start MATERIAL

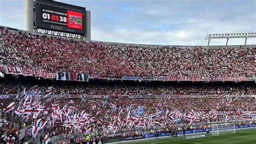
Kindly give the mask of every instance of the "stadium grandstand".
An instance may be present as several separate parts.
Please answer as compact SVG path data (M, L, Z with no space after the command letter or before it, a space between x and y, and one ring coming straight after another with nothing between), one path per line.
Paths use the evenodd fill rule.
M0 144L255 143L256 45L227 45L255 32L223 46L91 40L90 12L44 1L26 12L56 20L66 6L68 20L0 26Z

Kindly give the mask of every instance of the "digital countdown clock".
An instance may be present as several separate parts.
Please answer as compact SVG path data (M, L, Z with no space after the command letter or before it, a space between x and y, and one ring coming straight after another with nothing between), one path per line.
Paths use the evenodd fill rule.
M36 3L37 28L73 33L86 33L85 9L58 3L54 4Z

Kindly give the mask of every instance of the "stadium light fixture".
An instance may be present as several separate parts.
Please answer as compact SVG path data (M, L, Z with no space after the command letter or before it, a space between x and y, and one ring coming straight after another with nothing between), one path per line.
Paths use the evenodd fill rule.
M256 37L256 32L243 32L243 33L214 33L207 34L205 40L208 39L208 46L210 41L212 38L226 38L226 45L227 45L230 38L245 38L245 45L246 45L246 41L248 38Z

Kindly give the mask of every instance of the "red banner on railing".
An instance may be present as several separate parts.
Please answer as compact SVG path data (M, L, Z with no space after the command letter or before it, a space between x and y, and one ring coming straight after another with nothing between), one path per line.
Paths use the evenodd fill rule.
M33 76L33 70L28 67L19 67L13 65L5 65L6 74L21 74L24 76Z
M42 77L45 79L55 79L55 72L45 70L34 69L35 77Z
M180 81L203 81L203 78L200 77L190 77L186 76L182 77L169 77L170 80L180 80Z
M224 81L247 81L249 80L248 77L226 77L223 78Z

end MATERIAL

Reproduce everything from the start of the items down to and including the line that contains "M256 37L256 32L243", replacing "mask" with "outline" and keeping all else unchanged. Leave the pictures out of your answer.

Kindly give the outline of every instance of the "stadium grandstand".
An instance may be present as several separate parts.
Please answer as compact SVG path data (M, L, Z with no space after the command letter or before it, a space between x and y, and one ring coming straight after another with nothing between), one path per line.
Paths use the evenodd fill rule.
M0 144L255 143L256 45L227 45L255 32L223 46L91 40L90 12L44 1L26 12L56 20L66 6L68 20L0 26Z

Kindly give the outline of every instance of the "digital countdown clock".
An instance may be present as several separate parts.
Please answer as compact SVG path data (M, L, Z with no space after the command letter or before it, a space between x and y, and one ring coming straight after another with nothing between), one path per line.
Paths use the evenodd fill rule.
M36 3L37 28L73 33L86 33L85 9L58 3L54 4Z

Kindly give the outline of every instance of the "stadium light fixture".
An instance may be present as several separate parts.
Please answer as compact SVG path data (M, L, Z with no space after the command letter or before it, a space between x and y, and one ring coming straight after another with nothing between), one path per line.
Paths use the evenodd fill rule.
M256 37L256 32L243 32L243 33L214 33L207 34L205 40L208 39L208 46L210 41L212 38L226 38L226 45L227 45L230 38L245 38L245 45L246 45L246 41L248 38Z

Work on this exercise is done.